**Exercise requirements:** Return the data below in full, matching every line exactly.

── Dataset entries ──

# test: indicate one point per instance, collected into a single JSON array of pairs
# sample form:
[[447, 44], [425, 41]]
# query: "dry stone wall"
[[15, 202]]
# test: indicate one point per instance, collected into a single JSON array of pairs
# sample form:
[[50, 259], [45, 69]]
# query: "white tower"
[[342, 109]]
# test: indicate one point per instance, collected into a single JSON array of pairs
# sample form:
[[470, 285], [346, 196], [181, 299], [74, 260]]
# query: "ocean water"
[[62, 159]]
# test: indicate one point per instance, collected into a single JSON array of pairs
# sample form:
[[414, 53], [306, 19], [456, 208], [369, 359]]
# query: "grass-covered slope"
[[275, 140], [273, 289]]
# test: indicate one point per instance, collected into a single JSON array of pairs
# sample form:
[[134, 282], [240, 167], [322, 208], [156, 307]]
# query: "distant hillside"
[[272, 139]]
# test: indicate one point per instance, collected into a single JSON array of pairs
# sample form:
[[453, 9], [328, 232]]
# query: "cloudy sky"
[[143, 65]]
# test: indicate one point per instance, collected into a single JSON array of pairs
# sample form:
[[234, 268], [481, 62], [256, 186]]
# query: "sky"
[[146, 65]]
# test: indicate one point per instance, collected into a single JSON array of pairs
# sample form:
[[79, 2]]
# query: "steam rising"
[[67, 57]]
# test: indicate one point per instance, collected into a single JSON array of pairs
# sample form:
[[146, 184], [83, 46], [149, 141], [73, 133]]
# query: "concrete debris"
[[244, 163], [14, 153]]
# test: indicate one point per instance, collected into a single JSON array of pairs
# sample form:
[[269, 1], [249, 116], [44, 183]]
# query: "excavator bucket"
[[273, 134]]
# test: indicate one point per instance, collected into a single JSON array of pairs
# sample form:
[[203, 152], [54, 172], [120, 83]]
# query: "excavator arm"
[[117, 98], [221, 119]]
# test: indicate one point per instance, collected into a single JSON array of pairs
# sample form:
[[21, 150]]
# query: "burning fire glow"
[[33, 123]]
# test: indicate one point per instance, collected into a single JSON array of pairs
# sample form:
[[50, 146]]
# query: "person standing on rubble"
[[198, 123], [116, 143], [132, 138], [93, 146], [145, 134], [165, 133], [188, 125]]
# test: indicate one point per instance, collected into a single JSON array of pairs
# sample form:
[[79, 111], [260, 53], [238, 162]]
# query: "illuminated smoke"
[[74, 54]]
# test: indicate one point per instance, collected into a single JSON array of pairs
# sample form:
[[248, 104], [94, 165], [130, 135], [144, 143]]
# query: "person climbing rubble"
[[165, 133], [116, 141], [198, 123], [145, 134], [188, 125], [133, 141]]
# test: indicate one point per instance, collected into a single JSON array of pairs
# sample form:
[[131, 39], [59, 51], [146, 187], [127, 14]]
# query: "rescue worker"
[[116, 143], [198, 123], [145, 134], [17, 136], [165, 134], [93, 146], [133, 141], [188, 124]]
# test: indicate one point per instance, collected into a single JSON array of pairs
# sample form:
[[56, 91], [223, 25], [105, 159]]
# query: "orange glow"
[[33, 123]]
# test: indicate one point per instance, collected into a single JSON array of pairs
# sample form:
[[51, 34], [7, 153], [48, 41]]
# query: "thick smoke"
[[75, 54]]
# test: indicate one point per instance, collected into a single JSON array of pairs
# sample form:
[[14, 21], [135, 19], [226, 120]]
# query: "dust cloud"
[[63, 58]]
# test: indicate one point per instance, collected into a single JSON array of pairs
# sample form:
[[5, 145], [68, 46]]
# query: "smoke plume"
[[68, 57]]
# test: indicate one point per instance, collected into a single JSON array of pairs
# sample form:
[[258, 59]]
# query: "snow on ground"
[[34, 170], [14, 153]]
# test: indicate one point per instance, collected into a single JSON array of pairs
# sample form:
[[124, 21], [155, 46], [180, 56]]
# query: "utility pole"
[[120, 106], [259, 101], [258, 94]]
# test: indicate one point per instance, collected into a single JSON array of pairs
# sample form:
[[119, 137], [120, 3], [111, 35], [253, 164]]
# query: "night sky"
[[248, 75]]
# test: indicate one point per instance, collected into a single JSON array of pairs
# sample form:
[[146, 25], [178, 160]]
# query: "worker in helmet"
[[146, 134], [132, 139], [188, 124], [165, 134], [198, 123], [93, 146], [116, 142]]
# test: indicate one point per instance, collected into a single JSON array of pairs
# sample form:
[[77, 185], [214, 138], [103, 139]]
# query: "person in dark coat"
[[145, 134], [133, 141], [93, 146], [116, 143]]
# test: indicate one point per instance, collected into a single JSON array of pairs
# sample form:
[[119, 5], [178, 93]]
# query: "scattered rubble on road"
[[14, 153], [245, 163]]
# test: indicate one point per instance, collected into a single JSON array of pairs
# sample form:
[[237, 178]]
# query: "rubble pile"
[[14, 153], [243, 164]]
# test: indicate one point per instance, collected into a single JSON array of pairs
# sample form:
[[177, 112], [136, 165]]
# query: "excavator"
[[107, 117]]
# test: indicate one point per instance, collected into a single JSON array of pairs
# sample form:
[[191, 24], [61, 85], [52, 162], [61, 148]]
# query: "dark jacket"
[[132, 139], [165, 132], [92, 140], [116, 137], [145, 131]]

───

**Problem solution:**
# test: indicate one point per instance, collected into a single JSON array of pairs
# sample form:
[[447, 44], [425, 41]]
# query: "dry stone wall"
[[15, 202]]
# test: indicate one point per instance, collected into a single JSON array of pairs
# sample form:
[[50, 259], [45, 69]]
# query: "white tower"
[[342, 109]]
# test: indicate one point per instance, collected into a single JSON array of pairs
# sample form:
[[470, 285], [346, 196], [181, 299], [74, 260]]
# query: "ocean water"
[[62, 159]]
# test: indicate one point per instance, collected into a single JSON array of pairs
# sample form:
[[414, 53], [306, 19], [456, 208], [369, 359]]
# query: "grass-covered slope"
[[275, 140], [273, 289]]
# test: indicate one point per instance, collected into a single JSON array of pairs
# sample form:
[[134, 282], [240, 167], [322, 208], [156, 307]]
# query: "distant hillside"
[[272, 139]]
# test: indicate one point per instance, collected into a single JSON array of pairs
# sample form:
[[453, 9], [328, 232]]
# query: "cloudy sky"
[[143, 65]]
# test: indicate one point per instance, collected into a single JSON array of pairs
# sample form:
[[234, 268], [481, 62], [256, 186]]
# query: "sky"
[[146, 65]]
# test: indicate one point per instance, collected into a single JSON array of pairs
# sample form:
[[79, 2]]
# query: "steam rising"
[[67, 57]]
# test: indicate one point per instance, collected into a single JSON array of pairs
# sample form:
[[146, 184], [83, 46], [149, 141], [73, 133]]
# query: "concrete debris"
[[244, 163], [14, 153]]
# test: indicate one point per instance, collected into a single JSON array of pairs
# sample form:
[[269, 1], [249, 116], [44, 183]]
# query: "excavator bucket"
[[273, 134]]
# test: indicate one point per instance, collected into a single JSON array of pairs
# sample form:
[[203, 152], [54, 172], [120, 83]]
# query: "excavator arm"
[[117, 98], [221, 119]]
# test: indicate one point per instance, collected into a single JSON array of pairs
# sample form:
[[21, 150]]
# query: "burning fire glow"
[[33, 123]]
# test: indicate one point per instance, collected into a single JSON array of pairs
# sample form:
[[50, 146]]
# query: "person standing on rubble"
[[198, 123], [116, 143], [132, 138], [93, 146], [145, 134], [165, 133], [188, 125]]
# test: indicate one point per instance, collected into a single JSON array of pairs
# sample form:
[[79, 111], [260, 53], [238, 162]]
# query: "illuminated smoke"
[[74, 54]]
# test: indicate one point per instance, collected into a single JSON array of pairs
# sample form:
[[248, 104], [94, 165], [130, 135], [144, 143]]
# query: "person climbing rubble"
[[165, 133], [116, 141], [198, 123], [145, 134], [188, 125], [133, 141]]
# test: indicate one point per instance, collected into a single JSON array of pairs
# sample form:
[[131, 39], [59, 51], [146, 187], [127, 14]]
# query: "rescue worker"
[[116, 143], [198, 123], [145, 134], [17, 136], [165, 134], [93, 146], [133, 141], [188, 124]]
# test: indicate one point per instance, collected into a single JSON array of pairs
# sample form:
[[56, 91], [223, 25], [105, 159]]
# query: "orange glow"
[[33, 123]]
# test: indicate one point per instance, collected into a single JSON array of pairs
# sample form:
[[51, 34], [7, 153], [48, 41]]
# query: "thick smoke"
[[75, 54]]
# test: indicate one point per instance, collected into a single JSON array of pairs
# sample form:
[[14, 21], [135, 19], [226, 120]]
# query: "dust cloud"
[[63, 58]]
# test: indicate one point per instance, collected into a single JSON array of pairs
# sample form:
[[5, 145], [68, 46]]
# query: "smoke plume"
[[68, 57]]
# test: indicate one point per instance, collected into a single JSON array of pairs
# sample form:
[[258, 59]]
# query: "snow on ground"
[[34, 170], [14, 153]]
# test: indicate one point per instance, collected into a single JSON array of pairs
# sample form:
[[124, 21], [155, 46], [180, 56]]
# query: "utility pole"
[[120, 106], [259, 101], [258, 94]]
# test: indicate one point per instance, collected into a single JSON array of pairs
# sample form:
[[119, 137], [120, 3], [111, 35], [253, 164]]
# query: "night sky"
[[248, 75]]
# test: indicate one point per instance, collected into a single JSON array of pairs
# sample form:
[[146, 25], [178, 160]]
# query: "worker in helmet"
[[146, 134], [132, 139], [188, 124], [165, 134], [198, 123], [93, 146], [116, 142]]
# test: indicate one point per instance, collected into a single JSON array of pairs
# sample form:
[[77, 185], [214, 138], [103, 139]]
# query: "person in dark coat"
[[145, 134], [133, 141], [93, 146], [116, 143]]
# test: indicate one point per instance, collected into a single JSON array of pairs
# sample form:
[[119, 5], [178, 93]]
# query: "scattered rubble on road"
[[14, 153], [245, 163]]
# test: indicate one point per instance, collected into a single JSON array of pairs
# sample form:
[[237, 178]]
# query: "rubble pile"
[[14, 153], [243, 164]]
# test: indicate one point per instance, collected into a single JSON array of pairs
# sample form:
[[177, 112], [136, 165]]
# query: "excavator"
[[107, 117]]
# test: indicate one point per instance, collected into a single JSON array of pairs
# sample form:
[[191, 24], [61, 85], [52, 162], [61, 148]]
# query: "dark jacket"
[[132, 139], [165, 132], [92, 140], [116, 137], [145, 131]]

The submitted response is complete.